• [Text excerpt]
** Begin **

Topic: Why Shoulda, Coulda, Should of, Would of? | English Speaking Habits

Pronouncing Modal Verbs in the Past


Modal verbs? What? As English speakers, we have lots of funny speech habits. To the average person, they may not seem like a big deal. But what about those that have decided to take on learning this complex language?

“Take on me-e … take me o-on!”

You can almost hear English singing in the shower. You might have heard such words as “shoulda” or “coulda” before. Well, that’s what we’re going to talk about here.

What are Modal Verbs, after all?

A modal verb is a type of auxiliary (or helping) verb. This just means their purpose is to help other verbs to make sense. Modal verbs themselves are used to show a necessity or possibility. These are words like could, should, may, might, would, and so on.

In the past tense, modal verbs are often followed by the word “have.” This lets us know they are modals instead of a regular past tense verb. How do we know that “could” is acting like the past tense of “can,” or if it is expressing a possibility? We know it’s a possibility when it’s next to “have.” Look at this:

  • When I was younger, I could run a mile without stopping. (past tense of “can”)
  • I could have been a track star. (past tense of the modal verb “could,” shows a possibility)

Remember, modals don’t always need “have.” Adding it is used to show that this necessity or possibility was in the past. The same goes with should have, may have, might have, would have, and more.

You Shoulda, Coulda, Woulda … Used Correct Grammar

The habit I told you about earlier is that many people turn “have” into a simple shwa sound (“uh”) when talking. They basically get rid of the “h” and “v” sounds. This makes could have sound like coulda.

  • I coulda been a track star. (could have)

** End **

• [Exercise tasks]
1. In the modal verbs page, what sound do many people turn "have" into when talking?
2. Repeat the modal verbs page word for word, everything from "The habit I" down to "sound like coulda.".

• [Available data]
** Begin **

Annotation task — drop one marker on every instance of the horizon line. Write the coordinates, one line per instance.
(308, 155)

** End **

• [Exercise responses]
1. A simple shwa sound ("uh").

2.
The habit I told you about earlier is that many people turn “have” into a simple shwa sound (“uh”) when talking. They basically get rid of the “h” and “v” sounds. This makes could have sound like coulda.